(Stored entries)
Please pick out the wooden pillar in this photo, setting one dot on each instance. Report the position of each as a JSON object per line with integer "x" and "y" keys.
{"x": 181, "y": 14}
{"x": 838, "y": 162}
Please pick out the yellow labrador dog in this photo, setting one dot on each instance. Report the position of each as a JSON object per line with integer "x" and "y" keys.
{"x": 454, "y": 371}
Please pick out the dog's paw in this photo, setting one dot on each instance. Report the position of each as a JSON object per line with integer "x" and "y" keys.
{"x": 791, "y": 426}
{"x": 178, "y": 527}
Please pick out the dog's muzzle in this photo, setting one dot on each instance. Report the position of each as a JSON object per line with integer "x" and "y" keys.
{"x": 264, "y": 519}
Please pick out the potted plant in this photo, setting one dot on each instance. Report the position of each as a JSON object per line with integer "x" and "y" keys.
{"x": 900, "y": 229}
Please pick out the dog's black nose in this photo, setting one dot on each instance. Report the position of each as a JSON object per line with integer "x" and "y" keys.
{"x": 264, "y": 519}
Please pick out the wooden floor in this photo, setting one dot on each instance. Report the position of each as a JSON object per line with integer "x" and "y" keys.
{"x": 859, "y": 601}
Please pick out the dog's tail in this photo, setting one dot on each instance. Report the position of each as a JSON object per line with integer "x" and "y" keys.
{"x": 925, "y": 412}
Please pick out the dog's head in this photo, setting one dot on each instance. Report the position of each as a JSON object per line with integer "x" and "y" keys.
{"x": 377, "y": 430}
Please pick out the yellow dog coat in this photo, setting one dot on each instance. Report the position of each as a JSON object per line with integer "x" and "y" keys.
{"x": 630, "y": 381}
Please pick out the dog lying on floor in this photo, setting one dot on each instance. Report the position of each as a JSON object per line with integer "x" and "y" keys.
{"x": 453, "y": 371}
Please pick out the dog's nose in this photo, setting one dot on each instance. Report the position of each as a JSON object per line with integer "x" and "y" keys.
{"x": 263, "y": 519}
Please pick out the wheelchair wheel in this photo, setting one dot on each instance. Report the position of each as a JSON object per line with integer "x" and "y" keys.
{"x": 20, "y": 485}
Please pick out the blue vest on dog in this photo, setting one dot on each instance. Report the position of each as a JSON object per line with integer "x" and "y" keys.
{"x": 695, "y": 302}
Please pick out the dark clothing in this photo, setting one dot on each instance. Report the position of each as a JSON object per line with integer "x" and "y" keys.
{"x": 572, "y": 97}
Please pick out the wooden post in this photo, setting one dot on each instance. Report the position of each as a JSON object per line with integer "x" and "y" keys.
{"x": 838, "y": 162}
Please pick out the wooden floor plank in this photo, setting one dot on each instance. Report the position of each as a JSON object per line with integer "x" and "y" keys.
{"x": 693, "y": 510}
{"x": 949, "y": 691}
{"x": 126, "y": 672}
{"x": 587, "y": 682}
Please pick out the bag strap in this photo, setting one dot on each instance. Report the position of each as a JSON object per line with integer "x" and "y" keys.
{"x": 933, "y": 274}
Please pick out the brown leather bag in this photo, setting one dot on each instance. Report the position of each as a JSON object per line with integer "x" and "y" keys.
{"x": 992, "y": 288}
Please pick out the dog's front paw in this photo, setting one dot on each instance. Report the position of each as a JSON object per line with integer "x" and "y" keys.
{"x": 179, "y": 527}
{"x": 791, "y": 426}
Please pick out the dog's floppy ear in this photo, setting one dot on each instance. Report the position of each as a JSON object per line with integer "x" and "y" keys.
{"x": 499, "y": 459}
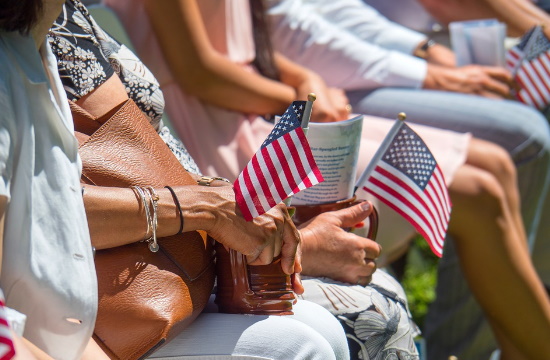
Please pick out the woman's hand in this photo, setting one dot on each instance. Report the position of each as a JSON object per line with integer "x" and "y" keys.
{"x": 215, "y": 211}
{"x": 331, "y": 103}
{"x": 488, "y": 81}
{"x": 330, "y": 251}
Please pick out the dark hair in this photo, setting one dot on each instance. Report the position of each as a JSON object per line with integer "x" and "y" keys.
{"x": 19, "y": 15}
{"x": 264, "y": 61}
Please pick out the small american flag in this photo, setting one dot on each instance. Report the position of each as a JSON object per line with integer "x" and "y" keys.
{"x": 283, "y": 166}
{"x": 405, "y": 176}
{"x": 529, "y": 62}
{"x": 7, "y": 349}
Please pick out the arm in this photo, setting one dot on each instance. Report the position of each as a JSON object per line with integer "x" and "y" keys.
{"x": 328, "y": 250}
{"x": 487, "y": 81}
{"x": 203, "y": 72}
{"x": 116, "y": 218}
{"x": 331, "y": 103}
{"x": 519, "y": 15}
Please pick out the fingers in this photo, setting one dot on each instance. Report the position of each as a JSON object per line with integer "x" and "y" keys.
{"x": 499, "y": 73}
{"x": 289, "y": 250}
{"x": 355, "y": 214}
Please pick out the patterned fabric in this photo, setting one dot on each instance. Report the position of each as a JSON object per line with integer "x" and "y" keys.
{"x": 87, "y": 56}
{"x": 376, "y": 318}
{"x": 282, "y": 167}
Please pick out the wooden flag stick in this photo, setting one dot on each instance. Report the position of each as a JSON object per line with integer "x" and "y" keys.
{"x": 311, "y": 97}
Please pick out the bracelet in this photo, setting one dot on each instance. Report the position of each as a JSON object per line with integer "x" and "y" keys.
{"x": 177, "y": 202}
{"x": 153, "y": 244}
{"x": 141, "y": 195}
{"x": 207, "y": 180}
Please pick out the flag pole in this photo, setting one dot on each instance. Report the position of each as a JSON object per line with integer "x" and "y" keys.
{"x": 311, "y": 97}
{"x": 381, "y": 150}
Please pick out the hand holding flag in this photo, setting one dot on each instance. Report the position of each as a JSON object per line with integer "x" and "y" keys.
{"x": 529, "y": 62}
{"x": 405, "y": 176}
{"x": 283, "y": 166}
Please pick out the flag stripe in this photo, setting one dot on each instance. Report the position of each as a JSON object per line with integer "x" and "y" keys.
{"x": 410, "y": 217}
{"x": 384, "y": 176}
{"x": 406, "y": 177}
{"x": 310, "y": 159}
{"x": 271, "y": 176}
{"x": 283, "y": 166}
{"x": 278, "y": 170}
{"x": 535, "y": 86}
{"x": 280, "y": 153}
{"x": 243, "y": 199}
{"x": 263, "y": 182}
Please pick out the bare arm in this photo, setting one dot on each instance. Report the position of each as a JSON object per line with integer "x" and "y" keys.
{"x": 115, "y": 217}
{"x": 203, "y": 72}
{"x": 488, "y": 81}
{"x": 519, "y": 15}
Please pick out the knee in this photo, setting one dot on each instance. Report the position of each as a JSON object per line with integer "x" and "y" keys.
{"x": 503, "y": 167}
{"x": 486, "y": 198}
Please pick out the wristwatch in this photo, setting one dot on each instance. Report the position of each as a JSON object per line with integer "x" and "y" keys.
{"x": 422, "y": 50}
{"x": 207, "y": 180}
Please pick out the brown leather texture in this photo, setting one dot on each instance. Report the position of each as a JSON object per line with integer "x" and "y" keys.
{"x": 248, "y": 289}
{"x": 145, "y": 298}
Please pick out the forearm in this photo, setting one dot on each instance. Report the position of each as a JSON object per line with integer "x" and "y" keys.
{"x": 202, "y": 71}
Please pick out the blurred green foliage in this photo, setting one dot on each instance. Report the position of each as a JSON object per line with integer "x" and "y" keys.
{"x": 420, "y": 279}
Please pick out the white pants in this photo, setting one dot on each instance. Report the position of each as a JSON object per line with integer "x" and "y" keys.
{"x": 311, "y": 333}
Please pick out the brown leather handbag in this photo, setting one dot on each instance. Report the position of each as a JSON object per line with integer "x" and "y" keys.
{"x": 145, "y": 298}
{"x": 266, "y": 289}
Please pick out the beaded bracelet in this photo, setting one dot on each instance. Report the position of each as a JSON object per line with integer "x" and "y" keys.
{"x": 141, "y": 194}
{"x": 178, "y": 206}
{"x": 153, "y": 244}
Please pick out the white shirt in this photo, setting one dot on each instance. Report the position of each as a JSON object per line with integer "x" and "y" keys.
{"x": 48, "y": 270}
{"x": 348, "y": 43}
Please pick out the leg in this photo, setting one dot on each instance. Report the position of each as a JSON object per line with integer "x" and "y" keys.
{"x": 522, "y": 131}
{"x": 507, "y": 280}
{"x": 375, "y": 317}
{"x": 495, "y": 160}
{"x": 312, "y": 333}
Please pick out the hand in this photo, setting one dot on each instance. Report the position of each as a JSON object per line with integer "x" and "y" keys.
{"x": 330, "y": 251}
{"x": 492, "y": 82}
{"x": 214, "y": 210}
{"x": 441, "y": 55}
{"x": 330, "y": 105}
{"x": 340, "y": 102}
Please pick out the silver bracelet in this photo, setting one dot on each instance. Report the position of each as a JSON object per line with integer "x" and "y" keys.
{"x": 142, "y": 196}
{"x": 207, "y": 180}
{"x": 153, "y": 244}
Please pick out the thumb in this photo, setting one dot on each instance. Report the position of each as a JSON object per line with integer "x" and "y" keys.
{"x": 351, "y": 216}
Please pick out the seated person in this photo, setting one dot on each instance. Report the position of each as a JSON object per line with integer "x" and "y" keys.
{"x": 207, "y": 62}
{"x": 48, "y": 271}
{"x": 76, "y": 33}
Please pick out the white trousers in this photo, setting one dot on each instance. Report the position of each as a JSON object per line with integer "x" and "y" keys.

### EXERCISE AIM:
Only the lines from the line with "Please pick out the thumb" to the final line of the entries are to be returned, each exactly as written, both ends included.

### EXERCISE SOLUTION:
Please pick out the thumb in this photo, setting one dot on each instance. Report the position of each as a JSON object per line with integer "x" and "y" keys.
{"x": 351, "y": 216}
Please pick out the seated person in this photo, setting one dot on each instance. Report the position of each as a JSON object per line with integer "x" and "y" keys.
{"x": 207, "y": 62}
{"x": 48, "y": 271}
{"x": 76, "y": 33}
Please pick out the white trousers in this photo, setting one dot on each instance. Report the position of each as a JSON object per line with integer "x" and "y" keys.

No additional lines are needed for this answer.